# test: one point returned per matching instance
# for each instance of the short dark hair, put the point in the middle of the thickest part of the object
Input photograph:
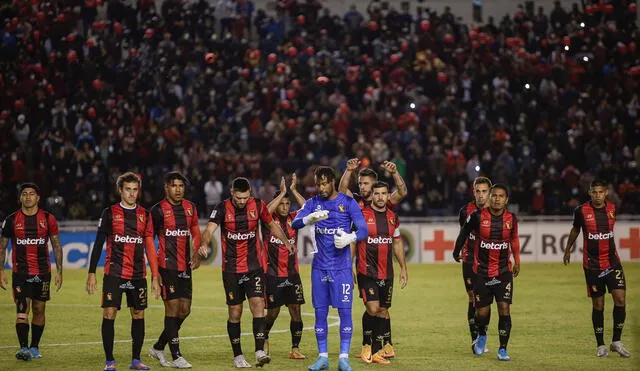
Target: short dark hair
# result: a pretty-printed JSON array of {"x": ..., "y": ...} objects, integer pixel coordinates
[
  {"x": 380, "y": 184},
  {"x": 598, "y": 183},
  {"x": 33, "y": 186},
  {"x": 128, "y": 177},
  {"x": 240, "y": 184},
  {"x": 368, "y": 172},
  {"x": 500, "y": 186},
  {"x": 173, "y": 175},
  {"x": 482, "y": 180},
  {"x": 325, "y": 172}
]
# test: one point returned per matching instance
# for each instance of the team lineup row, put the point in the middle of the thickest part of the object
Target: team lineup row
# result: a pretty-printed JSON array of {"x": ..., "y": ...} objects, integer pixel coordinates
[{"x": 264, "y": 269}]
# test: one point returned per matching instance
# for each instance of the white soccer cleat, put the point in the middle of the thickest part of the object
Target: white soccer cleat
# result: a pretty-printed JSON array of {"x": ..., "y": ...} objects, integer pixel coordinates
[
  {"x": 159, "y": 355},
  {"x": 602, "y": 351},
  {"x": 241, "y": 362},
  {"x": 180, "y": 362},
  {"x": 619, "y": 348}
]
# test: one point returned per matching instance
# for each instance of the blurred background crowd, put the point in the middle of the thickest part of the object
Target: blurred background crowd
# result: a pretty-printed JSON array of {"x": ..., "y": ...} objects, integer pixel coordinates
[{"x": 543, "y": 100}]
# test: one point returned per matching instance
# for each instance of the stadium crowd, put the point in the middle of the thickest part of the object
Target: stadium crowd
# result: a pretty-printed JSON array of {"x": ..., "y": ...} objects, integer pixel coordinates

AIM OF THE TASK: From the material above, copy everything exactly but the pictures.

OUTPUT FOR THIS TASK:
# test: one point returned per matching instance
# for each instance of the short dark hair, put the point in the middle of the thickest part of the object
Input photograph:
Target: short dark hair
# result: a pretty-printed JSON array of {"x": ..., "y": ...} objects, integer pixel coordinates
[
  {"x": 380, "y": 184},
  {"x": 598, "y": 183},
  {"x": 33, "y": 186},
  {"x": 128, "y": 177},
  {"x": 240, "y": 184},
  {"x": 368, "y": 172},
  {"x": 500, "y": 186},
  {"x": 173, "y": 175},
  {"x": 482, "y": 180},
  {"x": 325, "y": 172}
]
# test: one point returned per matching instance
# for each instance of the team lineup row, put the point in the middle of the thickest part of the object
Target: team lineup row
# result: a pretty-printed JSON array of {"x": ..., "y": ...} objects, integer pixel coordinates
[{"x": 264, "y": 269}]
# test: one point returned per matching instance
# for each instance of the white soccer cleat, put the point in the middle of the thickest part of the object
Target: white soccer cleat
# result: a pretty-printed JSON array of {"x": ..., "y": ...} objects, integer pixel coordinates
[
  {"x": 159, "y": 355},
  {"x": 602, "y": 351},
  {"x": 241, "y": 362},
  {"x": 180, "y": 362},
  {"x": 619, "y": 348}
]
# test: one point returned per matching instance
# for each instance of the blurred background crowd, put the point in the middle of the thickest part of the object
Target: blurred background crowd
# result: a pretty-printed JSON array of {"x": ..., "y": ...} objects, integer pixel coordinates
[{"x": 543, "y": 100}]
# test: one point returned per matching instance
# for each instance of the stadium crowd, put the point in the middle of the thickest part of the object
Target: stadium crowd
# result: a pretty-printed JSON array of {"x": ..., "y": ...} objects, integer pixel coordinates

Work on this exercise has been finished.